* [WRITTEN PROBLEM]:
Rewrite the stretch from the line containing "muddy pickup truck visible in this interface?" through the line containing "[249,340,313,377]", renaming "interface" to "display" and keeping everything else unchanged.

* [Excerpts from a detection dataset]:
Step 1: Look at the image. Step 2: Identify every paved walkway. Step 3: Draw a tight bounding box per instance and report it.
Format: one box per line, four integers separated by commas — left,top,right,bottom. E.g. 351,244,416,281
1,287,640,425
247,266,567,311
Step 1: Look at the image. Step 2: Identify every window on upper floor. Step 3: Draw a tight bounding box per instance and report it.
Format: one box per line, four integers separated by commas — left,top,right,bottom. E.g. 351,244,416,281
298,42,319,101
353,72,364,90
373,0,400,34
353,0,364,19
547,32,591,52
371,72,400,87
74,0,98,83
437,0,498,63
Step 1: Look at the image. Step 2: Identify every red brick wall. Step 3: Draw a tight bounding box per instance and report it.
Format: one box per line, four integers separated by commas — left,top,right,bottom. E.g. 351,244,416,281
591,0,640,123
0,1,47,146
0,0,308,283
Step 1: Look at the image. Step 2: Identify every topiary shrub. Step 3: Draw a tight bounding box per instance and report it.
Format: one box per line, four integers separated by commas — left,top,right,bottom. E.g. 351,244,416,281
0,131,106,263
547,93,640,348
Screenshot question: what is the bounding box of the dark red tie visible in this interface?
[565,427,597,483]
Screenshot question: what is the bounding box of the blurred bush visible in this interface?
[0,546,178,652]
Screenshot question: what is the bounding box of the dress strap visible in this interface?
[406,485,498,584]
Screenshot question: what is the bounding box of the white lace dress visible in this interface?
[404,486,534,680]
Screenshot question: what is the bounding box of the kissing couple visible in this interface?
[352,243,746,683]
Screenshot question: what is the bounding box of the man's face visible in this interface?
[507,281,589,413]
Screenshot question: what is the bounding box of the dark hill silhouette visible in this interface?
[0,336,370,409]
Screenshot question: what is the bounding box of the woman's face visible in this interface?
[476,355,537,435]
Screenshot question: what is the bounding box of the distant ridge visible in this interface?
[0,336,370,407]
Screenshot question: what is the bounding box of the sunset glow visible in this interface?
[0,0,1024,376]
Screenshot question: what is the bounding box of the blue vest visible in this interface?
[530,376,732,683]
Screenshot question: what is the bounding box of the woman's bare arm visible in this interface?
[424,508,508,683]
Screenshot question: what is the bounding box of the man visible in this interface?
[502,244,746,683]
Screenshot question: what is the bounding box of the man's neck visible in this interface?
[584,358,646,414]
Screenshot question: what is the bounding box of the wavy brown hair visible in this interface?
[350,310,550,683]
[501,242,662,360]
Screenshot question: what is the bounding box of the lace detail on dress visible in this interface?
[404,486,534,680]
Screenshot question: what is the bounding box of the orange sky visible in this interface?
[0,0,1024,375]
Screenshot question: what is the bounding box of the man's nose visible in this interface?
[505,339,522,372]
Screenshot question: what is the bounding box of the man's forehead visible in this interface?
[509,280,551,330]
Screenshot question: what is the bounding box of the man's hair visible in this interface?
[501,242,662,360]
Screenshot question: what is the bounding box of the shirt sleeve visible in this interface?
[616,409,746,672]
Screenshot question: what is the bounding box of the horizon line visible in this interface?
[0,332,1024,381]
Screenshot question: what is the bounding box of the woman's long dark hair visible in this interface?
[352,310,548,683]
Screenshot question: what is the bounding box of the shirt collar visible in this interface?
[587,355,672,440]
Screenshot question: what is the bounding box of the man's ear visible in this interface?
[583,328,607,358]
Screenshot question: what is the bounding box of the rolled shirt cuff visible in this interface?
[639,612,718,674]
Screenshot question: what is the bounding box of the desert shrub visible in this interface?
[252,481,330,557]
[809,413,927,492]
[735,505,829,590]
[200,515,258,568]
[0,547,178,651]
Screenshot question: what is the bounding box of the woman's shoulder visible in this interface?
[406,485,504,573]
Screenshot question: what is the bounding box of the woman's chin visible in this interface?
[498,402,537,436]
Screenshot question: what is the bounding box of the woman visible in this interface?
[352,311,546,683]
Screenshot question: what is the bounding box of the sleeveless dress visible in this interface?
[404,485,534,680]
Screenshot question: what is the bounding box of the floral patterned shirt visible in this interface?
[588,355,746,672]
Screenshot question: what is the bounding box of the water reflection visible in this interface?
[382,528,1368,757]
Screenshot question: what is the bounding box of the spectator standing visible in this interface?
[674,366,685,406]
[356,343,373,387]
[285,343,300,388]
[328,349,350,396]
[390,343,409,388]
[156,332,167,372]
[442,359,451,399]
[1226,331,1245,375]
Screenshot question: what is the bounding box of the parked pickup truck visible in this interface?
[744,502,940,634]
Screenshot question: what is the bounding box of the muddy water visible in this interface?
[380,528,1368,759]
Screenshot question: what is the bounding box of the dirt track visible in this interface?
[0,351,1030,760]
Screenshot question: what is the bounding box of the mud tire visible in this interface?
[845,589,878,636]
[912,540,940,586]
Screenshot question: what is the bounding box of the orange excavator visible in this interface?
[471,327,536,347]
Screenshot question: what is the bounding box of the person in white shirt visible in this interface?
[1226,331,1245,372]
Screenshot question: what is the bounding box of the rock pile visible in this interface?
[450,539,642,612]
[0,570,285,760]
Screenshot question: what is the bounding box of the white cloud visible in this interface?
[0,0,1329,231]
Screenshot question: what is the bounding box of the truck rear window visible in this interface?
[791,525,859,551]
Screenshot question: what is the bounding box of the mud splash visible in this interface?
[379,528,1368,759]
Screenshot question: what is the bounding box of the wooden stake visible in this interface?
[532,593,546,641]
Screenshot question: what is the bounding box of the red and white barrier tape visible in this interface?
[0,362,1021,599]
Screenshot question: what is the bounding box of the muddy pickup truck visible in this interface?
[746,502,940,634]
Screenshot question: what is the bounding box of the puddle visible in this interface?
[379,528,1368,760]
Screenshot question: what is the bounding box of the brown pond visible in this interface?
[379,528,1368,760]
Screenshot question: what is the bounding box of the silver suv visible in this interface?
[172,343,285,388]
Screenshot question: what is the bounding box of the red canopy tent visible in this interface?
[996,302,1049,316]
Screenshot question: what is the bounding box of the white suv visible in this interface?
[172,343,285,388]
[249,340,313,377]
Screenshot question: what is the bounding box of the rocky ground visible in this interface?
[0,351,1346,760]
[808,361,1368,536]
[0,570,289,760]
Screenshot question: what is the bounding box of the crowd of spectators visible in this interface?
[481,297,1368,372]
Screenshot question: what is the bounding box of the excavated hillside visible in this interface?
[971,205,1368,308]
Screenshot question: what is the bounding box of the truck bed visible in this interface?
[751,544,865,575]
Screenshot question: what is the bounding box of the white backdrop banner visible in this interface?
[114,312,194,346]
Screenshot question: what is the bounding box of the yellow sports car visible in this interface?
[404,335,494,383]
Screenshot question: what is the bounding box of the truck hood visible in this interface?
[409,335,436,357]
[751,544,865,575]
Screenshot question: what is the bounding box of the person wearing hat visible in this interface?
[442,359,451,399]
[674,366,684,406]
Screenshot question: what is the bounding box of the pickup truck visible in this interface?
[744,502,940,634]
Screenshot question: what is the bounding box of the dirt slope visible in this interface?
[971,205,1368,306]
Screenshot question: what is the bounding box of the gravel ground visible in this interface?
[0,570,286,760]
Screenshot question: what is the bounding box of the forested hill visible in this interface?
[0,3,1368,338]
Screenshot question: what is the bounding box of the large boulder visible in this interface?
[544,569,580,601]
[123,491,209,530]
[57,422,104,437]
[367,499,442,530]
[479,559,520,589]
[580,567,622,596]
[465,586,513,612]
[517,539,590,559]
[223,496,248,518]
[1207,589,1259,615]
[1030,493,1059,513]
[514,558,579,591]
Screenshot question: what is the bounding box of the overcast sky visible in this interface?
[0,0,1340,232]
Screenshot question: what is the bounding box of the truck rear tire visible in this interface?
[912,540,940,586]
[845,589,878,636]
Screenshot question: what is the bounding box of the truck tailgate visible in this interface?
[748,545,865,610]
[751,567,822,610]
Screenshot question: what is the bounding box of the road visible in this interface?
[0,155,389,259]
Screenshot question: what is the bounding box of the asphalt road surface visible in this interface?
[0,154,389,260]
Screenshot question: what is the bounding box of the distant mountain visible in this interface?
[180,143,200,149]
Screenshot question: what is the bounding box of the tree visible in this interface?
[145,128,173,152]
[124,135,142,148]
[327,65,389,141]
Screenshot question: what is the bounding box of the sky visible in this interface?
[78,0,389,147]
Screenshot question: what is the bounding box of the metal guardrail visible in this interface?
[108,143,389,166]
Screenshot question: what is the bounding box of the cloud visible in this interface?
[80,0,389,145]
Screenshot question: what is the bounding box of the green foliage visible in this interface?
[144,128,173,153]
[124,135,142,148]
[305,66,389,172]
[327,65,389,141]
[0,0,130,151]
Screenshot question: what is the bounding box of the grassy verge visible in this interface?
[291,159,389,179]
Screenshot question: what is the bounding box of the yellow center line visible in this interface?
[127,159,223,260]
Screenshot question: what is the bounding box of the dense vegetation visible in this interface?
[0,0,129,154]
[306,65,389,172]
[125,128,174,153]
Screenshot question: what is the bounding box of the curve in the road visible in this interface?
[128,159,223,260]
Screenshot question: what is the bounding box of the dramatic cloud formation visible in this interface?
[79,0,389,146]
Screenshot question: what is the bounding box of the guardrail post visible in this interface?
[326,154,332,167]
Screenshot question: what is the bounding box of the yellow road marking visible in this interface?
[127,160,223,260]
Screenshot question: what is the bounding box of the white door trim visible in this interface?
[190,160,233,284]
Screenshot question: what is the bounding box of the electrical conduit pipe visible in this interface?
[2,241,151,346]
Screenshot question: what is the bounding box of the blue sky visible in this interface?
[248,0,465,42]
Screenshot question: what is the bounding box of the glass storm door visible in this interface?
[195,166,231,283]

* [WRITTEN SOLUTION]:
Screenshot question: what is the bounding box of the muddy pickup truck visible in this display?
[746,502,940,634]
Screenshot question: what is the bounding box of the puddle visible in this display?
[379,528,1368,760]
Screenshot question: what is the bounding box of the brown pond visible in this display?
[379,528,1368,760]
Screenshot question: what is the bounding box of the silver suv visible in this display?
[172,343,285,388]
Screenshot question: what is the bounding box of the red canopy tent visible in this display?
[996,302,1049,316]
Screenshot question: what is the bounding box of the white suv visible in this display?
[172,343,285,388]
[249,340,313,377]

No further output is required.